— begin Records shown —
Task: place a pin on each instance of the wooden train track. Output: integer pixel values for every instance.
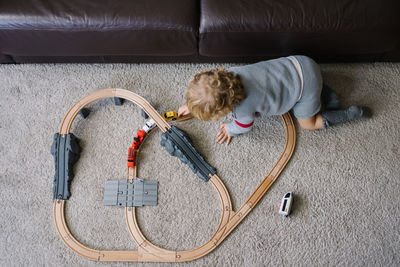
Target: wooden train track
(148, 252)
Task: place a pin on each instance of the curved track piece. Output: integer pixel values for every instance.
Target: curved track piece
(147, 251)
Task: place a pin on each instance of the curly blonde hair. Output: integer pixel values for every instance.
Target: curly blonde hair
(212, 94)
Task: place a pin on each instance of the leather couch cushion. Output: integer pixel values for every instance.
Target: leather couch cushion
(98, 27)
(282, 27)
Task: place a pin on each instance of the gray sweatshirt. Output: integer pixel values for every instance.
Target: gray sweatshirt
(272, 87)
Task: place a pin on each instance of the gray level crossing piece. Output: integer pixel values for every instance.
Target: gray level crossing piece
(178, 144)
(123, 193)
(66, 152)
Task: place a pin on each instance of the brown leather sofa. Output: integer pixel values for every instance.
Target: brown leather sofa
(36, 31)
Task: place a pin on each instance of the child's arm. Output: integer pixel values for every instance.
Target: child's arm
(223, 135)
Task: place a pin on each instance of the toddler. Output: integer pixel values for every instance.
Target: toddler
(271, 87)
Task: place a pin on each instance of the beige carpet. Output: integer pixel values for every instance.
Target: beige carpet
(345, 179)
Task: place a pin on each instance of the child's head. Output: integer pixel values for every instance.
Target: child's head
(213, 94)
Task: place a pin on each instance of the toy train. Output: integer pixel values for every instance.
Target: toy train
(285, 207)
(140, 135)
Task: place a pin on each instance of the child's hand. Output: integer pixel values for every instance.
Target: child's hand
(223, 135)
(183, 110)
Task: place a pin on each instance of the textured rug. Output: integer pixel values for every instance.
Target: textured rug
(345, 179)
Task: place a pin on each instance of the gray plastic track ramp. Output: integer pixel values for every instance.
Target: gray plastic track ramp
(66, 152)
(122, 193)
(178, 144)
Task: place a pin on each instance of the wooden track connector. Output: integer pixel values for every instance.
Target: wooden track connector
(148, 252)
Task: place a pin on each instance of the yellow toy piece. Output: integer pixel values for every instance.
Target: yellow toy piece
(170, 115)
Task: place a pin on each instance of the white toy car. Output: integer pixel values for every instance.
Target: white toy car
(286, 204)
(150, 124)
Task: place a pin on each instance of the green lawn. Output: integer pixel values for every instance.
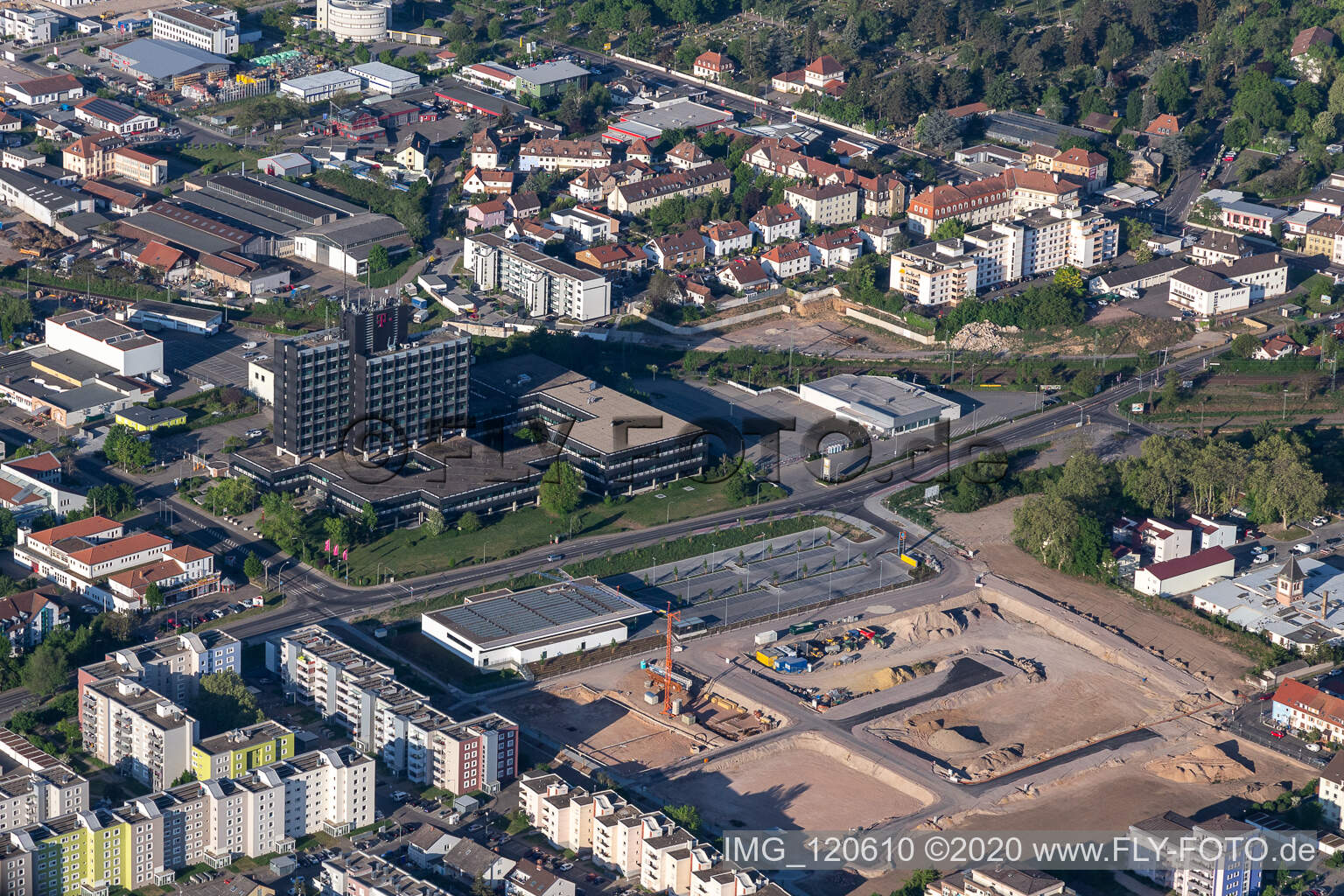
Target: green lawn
— end Records shown —
**Problem**
Can you set each line of the material above into a Markdown table with the columns "No." and "Text," numbering the rows and leaving out blank lines and the pictures?

**Complete response**
| No. | Text |
|---|---|
| 1 | Task: place a pin on each instance of the wooden train track. Output: integer pixel values for every instance. |
| 2 | Target: wooden train track |
| 3 | (148, 252) |
| 4 | Task: place a pin on each instance of the curved track piece. Output: integer pixel values for every instance. |
| 5 | Target: curved track piece |
| 6 | (147, 251) |
| 7 | Task: place a pin on each instance of the curly blonde hair. Output: integer pixel values for every instance. |
| 8 | Target: curly blonde hair |
| 9 | (212, 94) |
| 10 | Task: place a pin on each instance of the leather couch cushion. Output: integer pixel values for every instance. |
| 11 | Target: leather couch cushion |
| 12 | (98, 27) |
| 13 | (282, 27) |
| 14 | Task: place a pin on each instance of the gray sweatshirt. Output: integer pixel values for every instance. |
| 15 | Target: gray sweatshirt |
| 16 | (272, 87) |
| 17 | Task: place a pin on each instance of the gray level crossing piece. Output: integer pixel values for every instance. |
| 18 | Target: gray level crossing piece |
| 19 | (178, 144) |
| 20 | (123, 193) |
| 21 | (66, 152) |
| 22 | Task: place a pin on each instance of the brown leather sofa. Output: integer pixel values for every instance. |
| 23 | Target: brown leather sofa |
| 24 | (36, 31) |
| 25 | Task: place a pin on each instance of the child's arm. Output: integer pixel values for every instance. |
| 26 | Target: child's arm |
| 27 | (223, 135) |
| 28 | Task: place a pin on each instance of the toddler. Output: integer pixel values for every instance. |
| 29 | Target: toddler |
| 30 | (271, 87) |
| 31 | Task: place a pin on each instance of the beige carpet. Output: integer pixel values for every instance. |
| 32 | Target: beige carpet |
| 33 | (345, 179) |
| 34 | Task: place a pin on each instance of the child's head. Output: integer pixel values for every instance. |
| 35 | Target: child's head |
| 36 | (213, 94) |
| 37 | Task: place a pin on each instance of the toy train. Output: integer pixel values for every instance. |
| 38 | Target: toy train |
| 39 | (285, 207) |
| 40 | (140, 135) |
| 41 | Task: place a pin on each instance of the child's hand. Output: integer pixel values for every instance. |
| 42 | Target: child's hand |
| 43 | (223, 135) |
| 44 | (183, 110) |
| 45 | Task: place a pin on each instance of the textured rug. Output: integer pixel values for every instance. |
| 46 | Target: textured rug |
| 47 | (345, 179) |
| 48 | Task: place a pin on each instance of the gray plastic track ramp. Output: integer pixel values for every instance. |
| 49 | Target: gray plastic track ramp |
| 50 | (66, 152) |
| 51 | (122, 193) |
| 52 | (178, 144) |
| 53 | Task: place a pin on each instance of the wooden track connector. Output: integer pixel values for every instance. |
| 54 | Target: wooden track connector |
| 55 | (148, 252) |
| 56 | Task: place a pin on each instance of the yellow toy piece. Output: integer pixel values for every instance. |
| 57 | Target: yellow toy piece |
| 58 | (170, 115) |
| 59 | Task: place a pin on each instance of the white toy car. Output: integer pixel values for every instance. |
| 60 | Target: white toy car |
| 61 | (286, 204) |
| 62 | (150, 124) |
| 63 | Task: place a pin on each instance of the green lawn. Output: integer pixel values for every instance. |
| 64 | Target: green lawn |